WHAT TO WORK ON:
Retype each entry below, keeping every character the same.

------------

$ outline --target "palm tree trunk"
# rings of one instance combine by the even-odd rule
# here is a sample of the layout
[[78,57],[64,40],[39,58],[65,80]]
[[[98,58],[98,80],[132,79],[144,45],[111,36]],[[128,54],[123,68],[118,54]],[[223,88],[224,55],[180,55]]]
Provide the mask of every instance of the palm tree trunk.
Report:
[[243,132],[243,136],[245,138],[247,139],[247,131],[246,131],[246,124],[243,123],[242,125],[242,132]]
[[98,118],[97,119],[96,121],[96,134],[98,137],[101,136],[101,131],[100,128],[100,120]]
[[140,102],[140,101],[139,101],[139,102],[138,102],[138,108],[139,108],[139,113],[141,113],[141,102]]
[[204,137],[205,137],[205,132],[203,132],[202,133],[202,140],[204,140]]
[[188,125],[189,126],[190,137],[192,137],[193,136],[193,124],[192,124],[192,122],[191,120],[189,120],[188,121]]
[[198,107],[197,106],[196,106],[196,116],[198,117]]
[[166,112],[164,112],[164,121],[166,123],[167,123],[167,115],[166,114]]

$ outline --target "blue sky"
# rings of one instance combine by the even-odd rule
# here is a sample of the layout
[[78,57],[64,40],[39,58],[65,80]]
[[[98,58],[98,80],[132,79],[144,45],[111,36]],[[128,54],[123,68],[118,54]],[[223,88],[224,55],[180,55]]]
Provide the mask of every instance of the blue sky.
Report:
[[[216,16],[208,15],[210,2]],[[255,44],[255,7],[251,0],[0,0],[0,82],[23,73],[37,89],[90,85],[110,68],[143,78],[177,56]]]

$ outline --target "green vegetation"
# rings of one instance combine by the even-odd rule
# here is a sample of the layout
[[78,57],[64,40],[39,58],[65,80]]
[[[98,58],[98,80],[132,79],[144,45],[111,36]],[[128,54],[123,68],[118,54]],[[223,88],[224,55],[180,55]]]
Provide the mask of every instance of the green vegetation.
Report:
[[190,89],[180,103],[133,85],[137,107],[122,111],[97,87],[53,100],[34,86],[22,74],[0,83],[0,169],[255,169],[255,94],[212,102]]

------------

ANSWER BELOW:
$ outline --target "palm tree trunk"
# rings of one instance combine by the even-odd rule
# here is a sample of the layout
[[78,57],[64,40],[39,58],[65,80]]
[[[98,58],[98,80],[132,79],[144,45],[111,36]],[[128,54],[123,68],[118,54]],[[223,88],[224,55],[180,55]]]
Provide the mask of every instance of the palm tree trunk.
Report:
[[243,132],[243,136],[245,138],[247,139],[247,131],[246,131],[246,124],[243,123],[242,125],[242,132]]
[[98,118],[97,119],[96,121],[96,134],[98,137],[101,136],[101,131],[100,128],[100,120]]
[[140,102],[140,101],[139,101],[139,102],[138,102],[138,108],[139,108],[139,113],[141,113],[141,102]]
[[204,137],[205,137],[205,132],[203,132],[202,133],[202,140],[204,140]]
[[188,125],[189,126],[190,137],[192,137],[193,136],[193,124],[192,124],[192,122],[191,120],[189,120],[188,121]]
[[198,107],[197,106],[196,106],[196,116],[198,117]]
[[166,112],[164,112],[164,121],[166,123],[167,123],[167,115],[166,114]]

$ outline --target "blue sky"
# rings of one instance combine by the even-odd rule
# here is a sample of the layout
[[78,57],[64,40],[39,58],[65,80]]
[[[98,58],[98,80],[132,79],[144,45],[111,36]],[[128,54],[123,68],[118,54]],[[223,88],[224,55],[180,55]]]
Provide the mask of every instance of the blue sky.
Report:
[[[216,16],[208,15],[210,2]],[[255,44],[255,7],[251,0],[0,0],[0,82],[23,73],[37,89],[90,85],[110,68],[143,78],[177,56]]]

$ outline --target "green vegetation"
# rings of one instance combine by the even-odd rule
# here is a sample of the layout
[[78,57],[64,40],[39,58],[65,80]]
[[[98,58],[98,80],[132,79],[144,45],[111,36]],[[128,54],[123,68],[118,54]],[[223,88],[224,55],[180,55]]]
Provide the mask of every instance of the green vegetation.
Report:
[[190,89],[180,103],[133,85],[137,107],[122,111],[97,87],[53,100],[34,86],[22,74],[0,83],[0,169],[255,169],[255,94],[212,102]]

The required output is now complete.